▶ **Reading text**:
»»

Have the program open a socket on startup. If a second copy of the
program is started it will fail to open this socket. That's the first
step. The problem is that some other unrelated program may have
reserved that socket (although this is unlikely in practice). There are
a few strategies you can take at this point, the one I prefer is to have
the instance of the program that is already running listen on that
socket for connections, when the second copy starts, finds out that it
can't open that socket, try to connect to it. If it succeeds, have it
talk to the first instance to verify that it is indeed another copy of
itself. An added benefit of this is that you can use this technique to
pass information to the already running instance. For example, if the
program is run with a filename as an argument, it could pass this
filename onto the already running instance so that the first instance
could open the file.

···

On Wed, 2003-07-09 at 02:23, Ruslan Spivak wrote:

Hello.

How to check if there is one instance of application is already in
memory. And if so, terminate the loading of anotherr instance. I need
code both for Windows and Linux.

--
Cliff Wells, Software Engineer
Logiplex Corporation (www.logiplex.net)
(503) 978-6726 (800) 735-0555

Your idea certainly has benefits. But wouldn't it be less overkill to just
create a lockfile with the process id in it (or something the like) ?
Lockfiles worked well for unix in the last decade (and still do).
Also using a socket might be a problem depending on platform. Sockets don't
simply "go away" once you disconnect. They take their time depending on the
parameters in the network layer of the OS.
So you might end up with a deadlock, meaning the original copy might be gone,
but the socket is still around and can't be bound since it's in a fin_wait
state. So if you start/stop/start/stop/start your program it might not start
the second time because of the socket still lingering around

Personally I'd read the process table and check for "myself"

««

▶ **Objective a**: Copy the entries below word for word, beginning at the top of the stored items and ending with the line that contains "output: one JSON". Omit the picture.

[Stored items]
»»

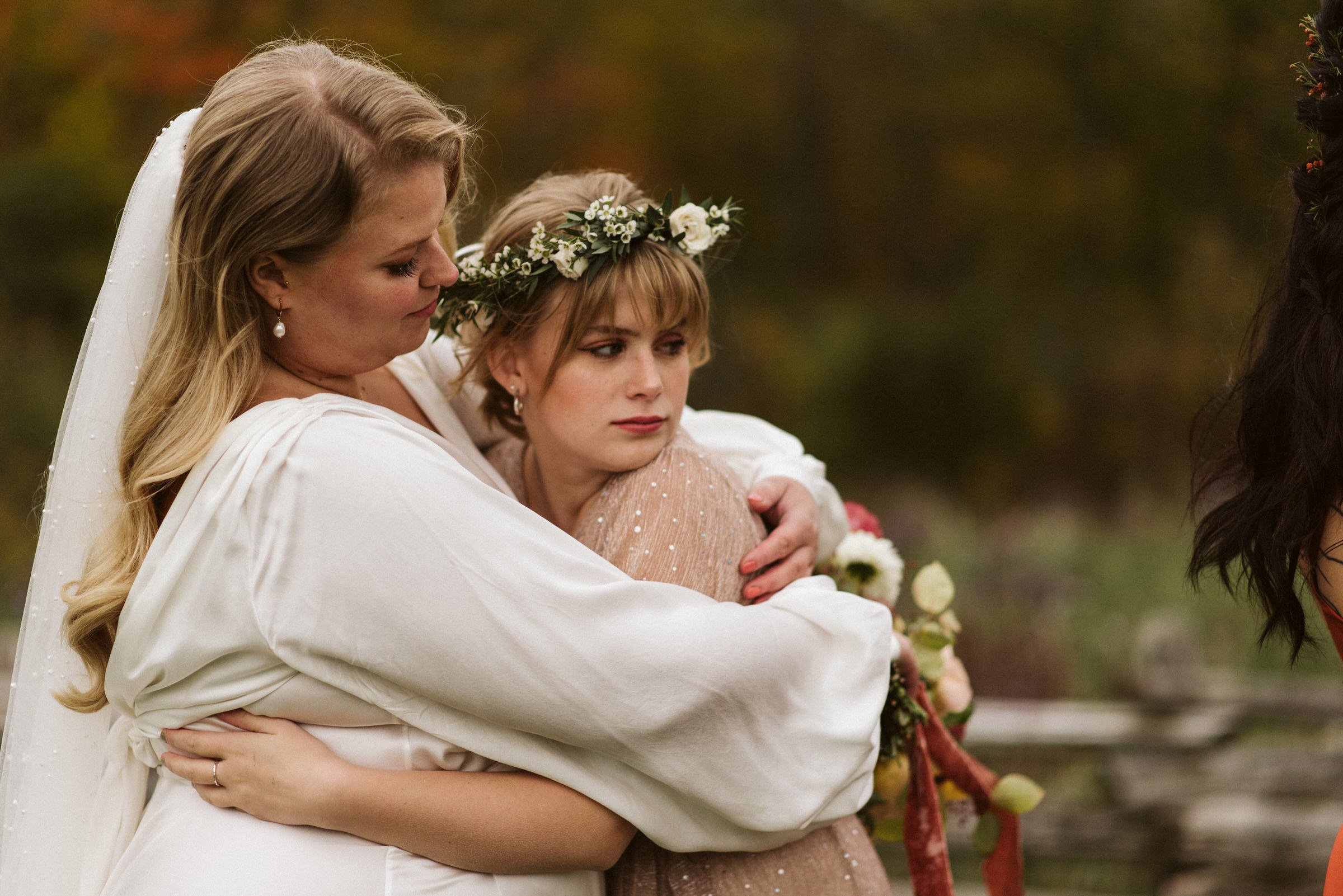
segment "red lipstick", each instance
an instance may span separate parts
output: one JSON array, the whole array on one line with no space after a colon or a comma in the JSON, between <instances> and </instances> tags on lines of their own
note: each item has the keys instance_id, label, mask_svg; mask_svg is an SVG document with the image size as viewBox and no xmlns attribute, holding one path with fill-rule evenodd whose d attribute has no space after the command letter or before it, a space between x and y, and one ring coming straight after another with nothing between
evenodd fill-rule
<instances>
[{"instance_id":1,"label":"red lipstick","mask_svg":"<svg viewBox=\"0 0 1343 896\"><path fill-rule=\"evenodd\" d=\"M428 315L434 314L435 310L438 310L438 299L434 299L432 302L430 302L428 304L426 304L419 311L411 311L406 317L410 317L410 318L427 318Z\"/></svg>"},{"instance_id":2,"label":"red lipstick","mask_svg":"<svg viewBox=\"0 0 1343 896\"><path fill-rule=\"evenodd\" d=\"M666 417L627 417L624 420L616 420L612 425L619 427L626 432L647 435L661 429L666 420Z\"/></svg>"}]
</instances>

««

▶ **Objective b**: Repeat the text about keeping a second copy of a program from starting, word for word.

▶ **Finished answer a**:
segment "red lipstick", each instance
an instance may span separate parts
output: one JSON array, the whole array on one line with no space after a colon or a comma in the JSON, between <instances> and </instances> tags on lines of their own

▶ **Finished answer b**:
Have the program open a socket on startup. If a second copy of the
program is started it will fail to open this socket. That's the first
step. The problem is that some other unrelated program may have
reserved that socket (although this is unlikely in practice). There are
a few strategies you can take at this point, the one I prefer is to have
the instance of the program that is already running listen on that
socket for connections, when the second copy starts, finds out that it
can't open that socket, try to connect to it. If it succeeds, have it
talk to the first instance to verify that it is indeed another copy of
itself. An added benefit of this is that you can use this technique to
pass information to the already running instance. For example, if the
program is run with a filename as an argument, it could pass this
filename onto the already running instance so that the first instance
could open the file.

···

On Wed, 2003-07-09 at 02:23, Ruslan Spivak wrote:

Hello.

How to check if there is one instance of application is already in
memory. And if so, terminate the loading of anotherr instance. I need
code both for Windows and Linux.

--
Cliff Wells, Software Engineer
Logiplex Corporation (www.logiplex.net)
(503) 978-6726 (800) 735-0555

Your idea certainly has benefits. But wouldn't it be less overkill to just
create a lockfile with the process id in it (or something the like) ?
Lockfiles worked well for unix in the last decade (and still do).
Also using a socket might be a problem depending on platform. Sockets don't
simply "go away" once you disconnect. They take their time depending on the
parameters in the network layer of the OS.
So you might end up with a deadlock, meaning the original copy might be gone,
but the socket is still around and can't be bound since it's in a fin_wait
state. So if you start/stop/start/stop/start your program it might not start
the second time because of the socket still lingering around

Personally I'd read the process table and check for "myself"